(Data records)

________________________

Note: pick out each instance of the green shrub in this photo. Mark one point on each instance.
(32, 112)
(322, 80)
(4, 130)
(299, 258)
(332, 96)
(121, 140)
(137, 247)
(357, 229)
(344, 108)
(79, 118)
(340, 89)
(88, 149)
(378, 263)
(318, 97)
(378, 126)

________________________

● **Work task**
Print the entries exactly. Include every one.

● **Response**
Note: pick out each instance of the green shrub in this photo. Mark one point on each instance.
(32, 112)
(322, 80)
(4, 130)
(299, 258)
(332, 96)
(121, 140)
(137, 247)
(357, 229)
(344, 108)
(79, 118)
(340, 89)
(88, 149)
(378, 263)
(318, 97)
(378, 126)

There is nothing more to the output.